INPUT FOR THIS TASK:
▼▼▼

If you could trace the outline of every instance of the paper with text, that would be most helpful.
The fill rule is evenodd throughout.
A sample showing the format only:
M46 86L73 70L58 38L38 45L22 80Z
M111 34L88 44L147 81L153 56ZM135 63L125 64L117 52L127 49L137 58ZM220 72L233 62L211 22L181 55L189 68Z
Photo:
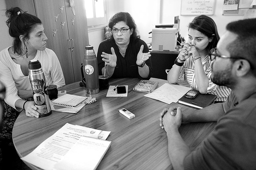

▲▲▲

TASK PROMPT: Copy the entries above verbatim, line for line, but leave out the picture.

WORKED ANSWER:
If you could trace the outline of every instance of the paper with text, that would be most helpful.
The fill rule is evenodd throughout.
A sample showing the format only:
M46 86L73 70L58 38L38 45L22 80Z
M111 34L88 44L147 81L153 56ZM135 63L125 64L117 52L127 49L137 58ZM220 72L233 62L211 22L181 55L189 68Z
Photo:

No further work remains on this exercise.